QUÉ HACER »
- A) En el relato sobre el ciempiés, ¿qué número ocupan los ciempiés en la escala de horror del 1 al 10?
- B) Continúa el relato sobre el ciempiés a partir de su última oración.

TEXTO CITADO »

La otra noche no tuve ganas de trabajar. Estaba indigesta con un proyecto que intento terminar, una nueva novela. Mi mejor opción, en estos casos, es jugar Sims o ver una película. Si mi grado de apatía es alto, la película es la única. Aproveché que mi hijo había dormido fuera de casa para ver la película en su televisión. Todo iba bien, o lo mejor que puede ir cuando estoy en ese estado de susto creativo, hasta que vi, sobre la alfombra, un movimiento extraño. Ahí caminaba algo que no logré descifrar a primera vista porque la alfombra no es blanca. Es un bicho, pensé y me lancé a su exterminio. Mi pisotón no bastó para regresarme esa precaria tranquilidad ante la parálisis creativa. Necesitaba averiguar qué asqueroso animal había sucumbido bajo la suela surcada del tenis. Una cucaracha, no, por favor, rogué anticipando el posible horror mientras me rascaba un brazo y ya sentía la comezón en la espalda y en una pierna. Sí, tengo fobia a los insectos, y mi cuerpo responde como si un ejército de hormigas lo recorriera. En fin, levanté al bicho, o lo que quedaba de él, con una hoja en blanco, como la página de la que hablan los escritores, para que el contraste me mostrara la anatomía. No, que no sea una cucaracha, dioses todos, por favor. Y obtuve mi respuesta que no fue tan mala, pero tampoco la mejor. En una escala del 1 al 10, el máximo horror me lo provocan las cucarachas; los ciempiés ocupan el número 9. Sí, así fue, lo que había ejecutado era un ciempiés, ni tan grande ni tan pequeño, sólo con el tamaño suficiente para que nunca me fuera a dormir hasta que llegó el amanecer. Sí, busqué en los rincones, bajo las almohadas y bajo todo aquello que pudiera ser un escondite; busqué porque en mi neurosis imaginé una infestación. Nada, no había nada, hasta el día siguiente cuando mi hija se topó con un segundo espécimen. No sé si son como los alacranes de los que dicen que “andan en parejitas”. No sé si era el amante del muerto o bien el muerto resucitado o el fantasma del ciempiés asesino. No pude comprobarlo porque el cuerpecito deshecho del que había matado la noche anterior ya andaba en el camión de la basura. Total, terminé limpiando el cuarto de mi hijo con frenesí alimenticio, como el de un tiburón devorador de polvo, papelitos, telarañas y todo lo que yo creyera era viable para que los ciempiés se produjeran por generación espontánea según lo dictaba mi imaginación.

Datos de anotación de ubicación de objetos:
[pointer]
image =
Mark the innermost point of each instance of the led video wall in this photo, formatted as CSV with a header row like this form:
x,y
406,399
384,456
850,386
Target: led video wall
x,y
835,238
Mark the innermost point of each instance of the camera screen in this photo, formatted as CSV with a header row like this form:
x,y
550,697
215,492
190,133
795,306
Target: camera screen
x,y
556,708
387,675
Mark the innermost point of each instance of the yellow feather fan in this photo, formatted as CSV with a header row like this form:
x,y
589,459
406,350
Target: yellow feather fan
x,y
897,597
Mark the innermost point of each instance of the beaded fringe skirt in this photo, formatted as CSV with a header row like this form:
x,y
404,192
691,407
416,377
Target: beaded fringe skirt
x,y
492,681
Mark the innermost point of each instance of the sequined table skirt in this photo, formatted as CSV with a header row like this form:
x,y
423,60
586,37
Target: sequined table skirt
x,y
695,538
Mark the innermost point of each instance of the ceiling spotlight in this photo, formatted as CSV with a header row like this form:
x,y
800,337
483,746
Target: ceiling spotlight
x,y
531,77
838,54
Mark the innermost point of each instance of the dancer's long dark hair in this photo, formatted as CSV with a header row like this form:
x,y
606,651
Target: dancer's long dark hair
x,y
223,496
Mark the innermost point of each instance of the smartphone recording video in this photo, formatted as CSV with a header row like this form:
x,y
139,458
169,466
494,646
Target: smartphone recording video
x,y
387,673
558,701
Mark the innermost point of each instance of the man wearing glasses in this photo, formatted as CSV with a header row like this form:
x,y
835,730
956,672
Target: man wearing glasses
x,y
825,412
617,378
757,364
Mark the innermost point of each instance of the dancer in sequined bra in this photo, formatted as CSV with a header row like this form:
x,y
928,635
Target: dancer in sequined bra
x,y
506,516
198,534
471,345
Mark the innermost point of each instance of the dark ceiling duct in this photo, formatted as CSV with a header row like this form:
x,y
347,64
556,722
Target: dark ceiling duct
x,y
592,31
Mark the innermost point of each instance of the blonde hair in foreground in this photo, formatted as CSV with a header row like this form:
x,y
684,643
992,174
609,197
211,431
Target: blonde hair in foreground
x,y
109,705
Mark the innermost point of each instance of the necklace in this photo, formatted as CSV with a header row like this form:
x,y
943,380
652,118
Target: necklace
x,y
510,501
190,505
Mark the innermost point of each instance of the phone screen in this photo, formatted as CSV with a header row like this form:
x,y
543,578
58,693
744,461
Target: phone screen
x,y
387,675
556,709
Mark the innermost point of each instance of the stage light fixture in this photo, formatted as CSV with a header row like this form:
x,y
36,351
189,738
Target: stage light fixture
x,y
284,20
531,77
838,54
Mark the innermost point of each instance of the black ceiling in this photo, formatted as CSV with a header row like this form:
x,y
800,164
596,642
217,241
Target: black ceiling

RESPUESTAS DADAS »
- A) Ocupan el número 9.

- B)
Lo sé, es normal encontrar bichos de vez en cuando, más si este departamento colinda con la madre naturaleza; además las lluvias lo verdean todo y provocan la proliferación de sabandijas que buscan guarecerse de la inclemencia. Pero todo esto tuvo su lado amable, pues la adrenalina que me provoca mi aversión también me saca de mis baches creativos. Igual soy yo la que atraigo a esos bichos, para que me hagan reaccionar. Son una especie de hada madrina con exoesqueleto que me apoya en mis proyectos.
No temo a los monstruos de las películas ni a los que ha labrado el hombre o ha dibujado en papiros perdidos. Para mí, mi monstruo personal, exclusivo, tiene antenas y piecitos diminutos, se escurre y se agazapa en cualquier rincón. Mi monstruo cabe en la palma de una mano y bajo la suela del zapato, pero es inmenso como todo monstruo debe serlo. Supongo que todo mi miedo, todo lo que creo desconocido, velado, peligroso y devastador, está reconfigurado en un cuerpecito de insecto. Total, cada quién su infierno. Pero también cada quién su forma de exorcismo, porque así como les temo a los insectos vivos, no tengo reparo alguno en comérmelos.
Ahora que estamos en el mes patrio, podría tener en mi mesa una cazuela generosa de escamoles, con su epazote bien puesto; unos chapulines llenos de ajo y chilito picoso, unos jumiles saladitos, y unos gusanos de maguey crocantes. Me animaría a probar bichos garapiñados y bañados en chocolate. Porque están muertos, porque son sabrosos, comestibles y nutritivos. Pero sobre todo, supongo, me gustan porque puedo comerme al monstruo.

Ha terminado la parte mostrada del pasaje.